John William Aldridge (born 18 September 1958) is a former football player and manager. He was a prolific, record-breaking striker best known for his time with English club Liverpool in the late 1980s. His tally of 330 Football League goals is the sixth-highest in the history of English football.

During his early career, he worked his way up through the lower leagues, playing in every league from the old Fourth Division to the old First Division. Initially signed as a replacement for Ian Rush, Aldridge spent over two successful seasons at Liverpool, winning the league and FA Cup once, and narrowly missing out on a second league title. Aldridge spent two seasons at Real Sociedad, becoming the first non-Basque player to sign for the club in several decades as they abandoned their selective recruitment policy. In 1991, he returned to England to play for Tranmere Rovers, becoming their player-manager in 1996. He retired from playing and resigned as manager in 1998 and has not managed since.

A Liverpudlian by birth, he was recruited to play for the Republic of Ireland as part of Jack Charlton's "Granny Rule" policy: his great-grandmother was from Athlone, and travelled to Liverpool to settle in the 19th century. His career with Ireland coincided with their most successful period in international football, and he played at two World Cups.

Club career

South Liverpool and Newport County

Aldridge took a long time to reach the top level of the English game. He began his career in the mid-1970s at non-league South Liverpool, before getting his break in the professional game when, aged 20, he signed for Newport County in the Fourth Division on 2 May 1979 for £3,500.

▶ **WHAT IS NEEDED**: Copy the Aldridge text starting with "During his early" and going on through "not managed since.", renaming "seasons" as "years" wherever it occurs. The entries that come next were drawn from a separate source.

▶ **LISTING**:

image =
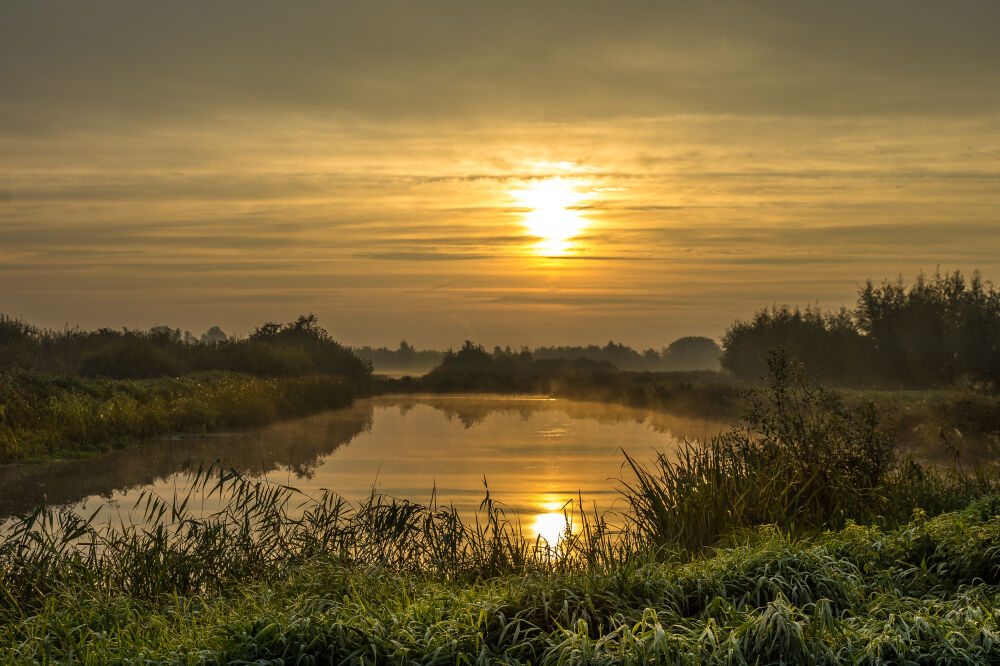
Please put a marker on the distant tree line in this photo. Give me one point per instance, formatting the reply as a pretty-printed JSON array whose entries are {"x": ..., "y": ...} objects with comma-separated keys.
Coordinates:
[
  {"x": 937, "y": 331},
  {"x": 404, "y": 358},
  {"x": 683, "y": 354},
  {"x": 297, "y": 348}
]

▶ **WRITTEN ANSWER**:
During his early career, he worked his way up through the lower leagues, playing in every league from the old Fourth Division to the old First Division. Initially signed as a replacement for Ian Rush, Aldridge spent over two successful years at Liverpool, winning the league and FA Cup once, and narrowly missing out on a second league title. Aldridge spent two years at Real Sociedad, becoming the first non-Basque player to sign for the club in several decades as they abandoned their selective recruitment policy. In 1991, he returned to England to play for Tranmere Rovers, becoming their player-manager in 1996. He retired from playing and resigned as manager in 1998 and has not managed since.